··· TEXT EXTRACT
Strong suit

Sometimes one’s approach to design is bred in the bone. Toronto-based designer Inger Bartlett likes to summarize her work as clean-lined and brilliant in the sense of sharp lightness and strong saturation, with a rigorous integration of a standard vocabulary across all components of a project. Behind this crisp, light-centred and holistic aesthetic, tempered with what she calls “a little bit of punch, sometimes wittiness or even edginess,” there must always be a dual functionality. While design serves core functions, she recently told students at the University of Toronto’s Rotman School of Management, “our best clients understand the power of design; a well-designed project establishes a culture of excellence.” She believes, therefore, in the fine balance between the simplicity of form and the complexity of functional simplicity that has defined the success of Scandinavian modernism.

Bartlett was born and raised in Montreal. Her mother was Norwegian and so she frequently visited the Nordic country in her youth. She was impressed by how everything for daily life was well designed, avoided being ostentatious and seemed intuitively to reflect how people went about their lives. She identifies with Snohetta, the highly respected Norwegian architects whose work embodies a strong relationship between site, context, landscape and materials undertaken as a creative collaboration between client and designer. The importance of place and the emotional implications for its inhabitants, so clearly expressed in the writings of Norwegian Christian Norberg-Schulz and Finland’s Juhani Pallasmaa, also drives Bartlett.

Following a fine-arts degree from the University of Western, she completed a Bachelor of Interior Design (BID) within the University of Manitoba’s Faculty of Architecture (1977). “Because of the influence of the school, I look first at a project’s architecture and then work backwards. The architectural layer provides the broad strokes while the interior-design layer is about the details; and in combination, these layers drive the interior’s character and atmosphere.” 

Before graduation, Bartlett took off around the world with her mother. “It was a time of learning about other cultures,” she says, “about how people do things in a certain way and why. How weather and culture, for example, determine construction techniques and how materials go together.” As in Norway, she was impressed with how people in farm communities were so resourceful and creative while problem solving. Another outcome of this international ramble would be a commitment to a wide representation of nationalities in her office, including interns from such diverse cultures as Denmark and Mexico.
······
··· SUPPLIED RECORDS
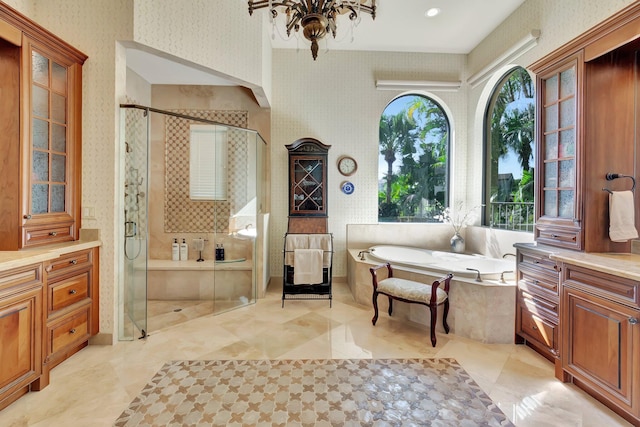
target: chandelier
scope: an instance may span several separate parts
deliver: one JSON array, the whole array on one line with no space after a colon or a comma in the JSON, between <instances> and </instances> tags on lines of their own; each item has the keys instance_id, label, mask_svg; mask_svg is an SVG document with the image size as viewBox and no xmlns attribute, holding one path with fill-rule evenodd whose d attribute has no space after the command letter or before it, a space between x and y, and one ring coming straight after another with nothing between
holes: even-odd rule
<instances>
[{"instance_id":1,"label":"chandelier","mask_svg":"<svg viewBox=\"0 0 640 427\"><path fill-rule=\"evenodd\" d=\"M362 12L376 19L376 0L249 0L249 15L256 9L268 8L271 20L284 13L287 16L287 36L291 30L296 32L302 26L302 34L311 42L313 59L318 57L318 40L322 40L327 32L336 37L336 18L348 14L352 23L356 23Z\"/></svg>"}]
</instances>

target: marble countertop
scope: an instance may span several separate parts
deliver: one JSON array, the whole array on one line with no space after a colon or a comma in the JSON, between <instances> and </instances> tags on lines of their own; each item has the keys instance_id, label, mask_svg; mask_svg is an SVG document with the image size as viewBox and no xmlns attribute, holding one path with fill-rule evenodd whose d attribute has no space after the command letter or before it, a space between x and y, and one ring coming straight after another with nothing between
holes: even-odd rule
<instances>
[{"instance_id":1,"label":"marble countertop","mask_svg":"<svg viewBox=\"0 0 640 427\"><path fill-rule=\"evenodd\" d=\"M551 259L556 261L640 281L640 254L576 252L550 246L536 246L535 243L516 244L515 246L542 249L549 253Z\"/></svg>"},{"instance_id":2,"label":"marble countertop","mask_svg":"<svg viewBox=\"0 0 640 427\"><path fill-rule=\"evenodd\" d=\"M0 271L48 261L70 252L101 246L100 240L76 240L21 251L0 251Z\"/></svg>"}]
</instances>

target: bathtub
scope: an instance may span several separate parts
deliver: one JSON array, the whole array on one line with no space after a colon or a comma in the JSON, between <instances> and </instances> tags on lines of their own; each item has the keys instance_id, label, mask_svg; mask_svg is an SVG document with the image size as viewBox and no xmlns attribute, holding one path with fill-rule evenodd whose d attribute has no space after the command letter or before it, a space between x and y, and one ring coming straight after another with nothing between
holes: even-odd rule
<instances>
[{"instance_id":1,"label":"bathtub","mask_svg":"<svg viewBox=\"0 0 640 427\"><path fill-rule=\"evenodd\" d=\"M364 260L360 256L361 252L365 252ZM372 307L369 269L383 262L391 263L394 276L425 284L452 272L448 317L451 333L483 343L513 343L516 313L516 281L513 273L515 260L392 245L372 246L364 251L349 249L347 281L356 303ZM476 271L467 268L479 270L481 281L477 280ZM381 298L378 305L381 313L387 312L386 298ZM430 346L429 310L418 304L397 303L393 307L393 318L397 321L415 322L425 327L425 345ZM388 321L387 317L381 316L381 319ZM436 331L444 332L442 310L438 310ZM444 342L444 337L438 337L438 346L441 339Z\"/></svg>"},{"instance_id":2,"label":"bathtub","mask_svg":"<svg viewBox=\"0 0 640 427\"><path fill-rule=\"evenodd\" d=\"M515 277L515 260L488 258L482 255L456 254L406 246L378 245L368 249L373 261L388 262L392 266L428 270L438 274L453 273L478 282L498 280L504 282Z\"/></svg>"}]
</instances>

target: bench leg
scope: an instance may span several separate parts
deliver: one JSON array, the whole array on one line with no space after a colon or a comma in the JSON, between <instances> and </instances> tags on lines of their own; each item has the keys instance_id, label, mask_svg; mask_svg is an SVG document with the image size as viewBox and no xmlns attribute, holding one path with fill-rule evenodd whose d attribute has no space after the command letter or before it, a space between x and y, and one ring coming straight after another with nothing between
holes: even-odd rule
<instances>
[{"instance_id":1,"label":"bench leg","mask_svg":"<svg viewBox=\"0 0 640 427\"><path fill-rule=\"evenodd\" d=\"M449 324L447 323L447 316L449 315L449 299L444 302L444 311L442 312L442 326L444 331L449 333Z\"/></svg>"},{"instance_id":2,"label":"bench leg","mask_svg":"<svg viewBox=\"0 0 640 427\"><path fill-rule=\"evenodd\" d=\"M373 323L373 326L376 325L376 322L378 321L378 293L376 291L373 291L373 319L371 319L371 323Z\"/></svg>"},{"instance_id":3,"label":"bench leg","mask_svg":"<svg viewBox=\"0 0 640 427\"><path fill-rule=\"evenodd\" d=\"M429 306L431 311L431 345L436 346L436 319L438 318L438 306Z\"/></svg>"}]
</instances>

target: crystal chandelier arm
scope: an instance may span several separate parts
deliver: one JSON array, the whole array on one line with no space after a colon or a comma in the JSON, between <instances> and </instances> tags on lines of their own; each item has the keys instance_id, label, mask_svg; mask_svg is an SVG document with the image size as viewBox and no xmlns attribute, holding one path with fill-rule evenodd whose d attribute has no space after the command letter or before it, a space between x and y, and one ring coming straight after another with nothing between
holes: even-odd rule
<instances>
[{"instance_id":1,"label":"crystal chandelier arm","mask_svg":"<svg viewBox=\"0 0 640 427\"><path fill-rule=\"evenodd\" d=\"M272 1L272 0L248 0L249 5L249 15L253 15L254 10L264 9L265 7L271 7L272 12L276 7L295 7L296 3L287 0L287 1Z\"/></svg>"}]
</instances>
······
**EXERCISE REQUIREMENTS**:
**a)** In the Bartlett profile, swap "Montreal" for "Ottawa" and write out the passage from "Bartlett was born" to "also drives Bartlett.".
**b)** Please list every country that the Bartlett profile names outright.
The rows are separate material from the Bartlett profile.

**FINAL ANSWERS**:
**a)**
Bartlett was born and raised in Ottawa. Her mother was Norwegian and so she frequently visited the Nordic country in her youth. She was impressed by how everything for daily life was well designed, avoided being ostentatious and seemed intuitively to reflect how people went about their lives. She identifies with Snohetta, the highly respected Norwegian architects whose work embodies a strong relationship between site, context, landscape and materials undertaken as a creative collaboration between client and designer. The importance of place and the emotional implications for its inhabitants, so clearly expressed in the writings of Norwegian Christian Norberg-Schulz and Finland’s Juhani Pallasmaa, also drives Bartlett.

**b)**
Finland
Norway
Denmark
Mexico